» **Problem description**:
Nothing other than the lines from the one containing "Target: tree branch" through the close of the entries below should be printed, each exactly.

» **Data**:
[BEGIN]

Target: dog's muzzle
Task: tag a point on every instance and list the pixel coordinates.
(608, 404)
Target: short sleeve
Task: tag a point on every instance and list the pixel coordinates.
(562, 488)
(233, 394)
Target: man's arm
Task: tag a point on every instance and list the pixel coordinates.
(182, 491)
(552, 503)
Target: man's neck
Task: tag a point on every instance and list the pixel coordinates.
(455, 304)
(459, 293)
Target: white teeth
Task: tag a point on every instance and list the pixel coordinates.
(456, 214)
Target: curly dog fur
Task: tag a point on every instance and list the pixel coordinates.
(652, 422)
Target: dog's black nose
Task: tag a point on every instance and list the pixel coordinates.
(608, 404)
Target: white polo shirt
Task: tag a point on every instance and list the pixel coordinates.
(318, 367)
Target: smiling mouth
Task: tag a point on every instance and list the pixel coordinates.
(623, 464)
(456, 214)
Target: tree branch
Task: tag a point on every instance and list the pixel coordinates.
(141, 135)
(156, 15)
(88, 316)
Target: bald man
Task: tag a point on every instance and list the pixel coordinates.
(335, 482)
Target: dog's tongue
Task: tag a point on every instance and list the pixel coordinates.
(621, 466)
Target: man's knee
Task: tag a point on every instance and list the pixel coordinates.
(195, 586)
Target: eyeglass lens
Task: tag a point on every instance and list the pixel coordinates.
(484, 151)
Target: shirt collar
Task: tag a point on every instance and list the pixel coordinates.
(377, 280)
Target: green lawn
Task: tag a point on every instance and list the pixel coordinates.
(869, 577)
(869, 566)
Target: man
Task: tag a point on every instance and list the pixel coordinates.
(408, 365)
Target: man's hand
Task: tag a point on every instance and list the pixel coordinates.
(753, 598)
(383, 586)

[END]

» **Task response**:
Target: tree branch
Task: tag a point on every instance and list the pixel coordinates.
(141, 135)
(156, 15)
(88, 316)
Target: bald man
Task: tag a point on every instance and list the pixel coordinates.
(335, 482)
Target: dog's tongue
Task: tag a point on every instance and list the pixel coordinates.
(621, 466)
Target: man's knee
Task: tag a point on every instance and list the pixel coordinates.
(195, 586)
Target: eyeglass lens
Task: tag a point on every instance and list the pixel coordinates.
(484, 151)
Target: shirt collar
Task: tag a point on every instance and list the pixel coordinates.
(377, 280)
Target: green lawn
Task: tag a point on every instance and list the pixel coordinates.
(869, 577)
(869, 566)
Target: man
Task: tag a point on every instance and list the pixel coordinates.
(408, 365)
Target: man's hand
Task: tag a point on every instance and list the pixel coordinates.
(753, 598)
(383, 586)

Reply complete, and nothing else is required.